Items from a dataset:

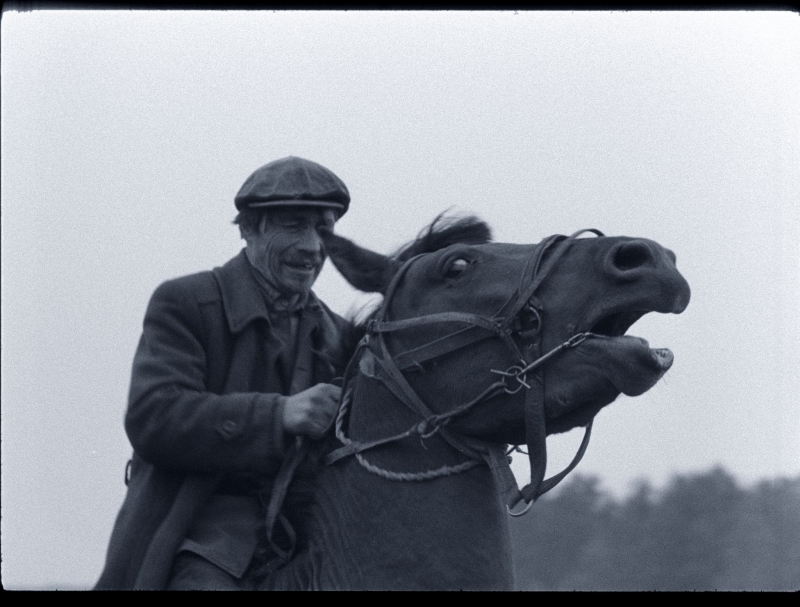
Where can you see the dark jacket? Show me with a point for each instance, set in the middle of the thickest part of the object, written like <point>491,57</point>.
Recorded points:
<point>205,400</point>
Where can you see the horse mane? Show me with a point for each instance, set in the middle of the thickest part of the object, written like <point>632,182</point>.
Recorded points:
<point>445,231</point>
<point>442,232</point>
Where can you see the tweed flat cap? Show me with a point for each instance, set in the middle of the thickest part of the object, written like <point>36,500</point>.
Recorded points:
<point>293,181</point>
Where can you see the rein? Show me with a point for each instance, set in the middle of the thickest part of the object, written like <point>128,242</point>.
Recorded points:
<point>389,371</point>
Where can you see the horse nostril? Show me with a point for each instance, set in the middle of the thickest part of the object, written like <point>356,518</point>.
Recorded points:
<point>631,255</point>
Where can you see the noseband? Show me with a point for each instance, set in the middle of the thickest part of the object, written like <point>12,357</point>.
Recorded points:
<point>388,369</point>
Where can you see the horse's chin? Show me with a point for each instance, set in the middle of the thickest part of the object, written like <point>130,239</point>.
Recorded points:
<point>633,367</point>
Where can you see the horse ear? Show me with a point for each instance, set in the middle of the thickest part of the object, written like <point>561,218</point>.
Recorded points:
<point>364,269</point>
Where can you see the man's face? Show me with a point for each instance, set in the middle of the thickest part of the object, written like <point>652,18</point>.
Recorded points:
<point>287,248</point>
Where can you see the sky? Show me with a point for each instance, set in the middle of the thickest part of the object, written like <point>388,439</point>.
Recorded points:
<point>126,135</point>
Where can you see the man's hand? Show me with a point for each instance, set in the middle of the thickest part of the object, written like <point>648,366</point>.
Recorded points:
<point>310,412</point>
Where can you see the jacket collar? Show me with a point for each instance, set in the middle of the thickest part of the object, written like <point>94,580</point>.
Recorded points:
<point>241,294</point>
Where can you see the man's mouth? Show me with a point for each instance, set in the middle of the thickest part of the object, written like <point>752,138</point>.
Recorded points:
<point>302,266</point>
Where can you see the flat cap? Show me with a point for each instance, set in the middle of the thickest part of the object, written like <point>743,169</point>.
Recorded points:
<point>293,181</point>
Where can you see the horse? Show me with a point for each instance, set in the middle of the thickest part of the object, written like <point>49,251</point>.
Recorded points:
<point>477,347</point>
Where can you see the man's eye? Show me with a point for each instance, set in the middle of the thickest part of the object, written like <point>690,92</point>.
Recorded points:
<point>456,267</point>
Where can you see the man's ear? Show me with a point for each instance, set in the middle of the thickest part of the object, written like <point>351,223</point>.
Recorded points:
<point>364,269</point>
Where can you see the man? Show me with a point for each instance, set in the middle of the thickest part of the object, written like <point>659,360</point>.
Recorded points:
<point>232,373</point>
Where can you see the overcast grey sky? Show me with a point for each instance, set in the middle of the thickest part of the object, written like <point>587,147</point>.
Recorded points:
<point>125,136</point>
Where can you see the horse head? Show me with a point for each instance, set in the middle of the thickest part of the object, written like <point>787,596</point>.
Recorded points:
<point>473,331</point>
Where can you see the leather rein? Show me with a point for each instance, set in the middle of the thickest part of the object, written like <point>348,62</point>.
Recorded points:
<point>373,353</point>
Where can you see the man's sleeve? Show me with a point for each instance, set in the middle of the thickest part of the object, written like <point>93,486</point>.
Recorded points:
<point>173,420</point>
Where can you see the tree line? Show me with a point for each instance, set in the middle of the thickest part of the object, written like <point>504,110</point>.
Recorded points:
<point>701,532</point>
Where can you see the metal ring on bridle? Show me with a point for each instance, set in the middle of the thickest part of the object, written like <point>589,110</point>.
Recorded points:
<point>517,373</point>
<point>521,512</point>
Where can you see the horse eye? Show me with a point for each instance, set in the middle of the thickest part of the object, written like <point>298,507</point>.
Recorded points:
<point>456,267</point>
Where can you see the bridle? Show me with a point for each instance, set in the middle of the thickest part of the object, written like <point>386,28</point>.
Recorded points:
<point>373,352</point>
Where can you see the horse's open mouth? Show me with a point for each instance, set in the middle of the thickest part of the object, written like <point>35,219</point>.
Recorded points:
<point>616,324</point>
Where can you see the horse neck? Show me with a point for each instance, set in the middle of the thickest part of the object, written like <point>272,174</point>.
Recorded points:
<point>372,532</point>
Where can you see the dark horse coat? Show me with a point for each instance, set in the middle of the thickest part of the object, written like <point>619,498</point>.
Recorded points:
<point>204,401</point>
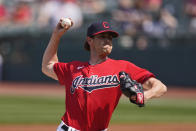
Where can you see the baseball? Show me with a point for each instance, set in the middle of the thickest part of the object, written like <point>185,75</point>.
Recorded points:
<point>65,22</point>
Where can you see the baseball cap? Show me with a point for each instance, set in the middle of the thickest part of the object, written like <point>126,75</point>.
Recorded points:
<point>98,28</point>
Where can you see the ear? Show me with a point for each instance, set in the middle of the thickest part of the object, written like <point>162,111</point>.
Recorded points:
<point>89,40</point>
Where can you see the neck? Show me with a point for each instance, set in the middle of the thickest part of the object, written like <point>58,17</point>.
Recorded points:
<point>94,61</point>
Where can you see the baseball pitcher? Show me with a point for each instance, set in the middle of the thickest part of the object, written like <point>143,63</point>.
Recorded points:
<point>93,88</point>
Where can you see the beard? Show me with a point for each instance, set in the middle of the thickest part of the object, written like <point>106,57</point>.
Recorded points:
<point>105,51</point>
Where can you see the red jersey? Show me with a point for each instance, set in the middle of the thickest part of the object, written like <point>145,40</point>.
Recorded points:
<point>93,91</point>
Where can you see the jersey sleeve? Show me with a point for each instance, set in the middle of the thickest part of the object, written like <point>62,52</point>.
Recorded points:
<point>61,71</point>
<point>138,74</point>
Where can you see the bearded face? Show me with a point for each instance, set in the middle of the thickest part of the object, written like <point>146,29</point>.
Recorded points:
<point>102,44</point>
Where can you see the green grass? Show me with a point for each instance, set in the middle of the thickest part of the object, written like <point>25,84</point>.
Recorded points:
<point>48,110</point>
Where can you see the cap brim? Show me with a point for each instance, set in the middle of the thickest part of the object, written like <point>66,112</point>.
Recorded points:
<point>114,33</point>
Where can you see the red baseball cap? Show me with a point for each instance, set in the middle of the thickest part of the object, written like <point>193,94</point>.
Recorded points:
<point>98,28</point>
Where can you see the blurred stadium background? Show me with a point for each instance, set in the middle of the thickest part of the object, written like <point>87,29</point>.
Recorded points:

- [Written exercise]
Copy the data above word for word, starting with the line that contains "Where can you see the leather" and going on through the line that contains "<point>173,420</point>".

- [Expected answer]
Where can you see the leather rein? Show me with a point for each instance, set in the middle of the thickest part of the object, written like <point>348,62</point>.
Recorded points:
<point>373,353</point>
Where can you see the man's sleeve? Show me with a point for each instance, set in the middle of the thickest part of the object, written like <point>93,486</point>.
Recorded points:
<point>173,420</point>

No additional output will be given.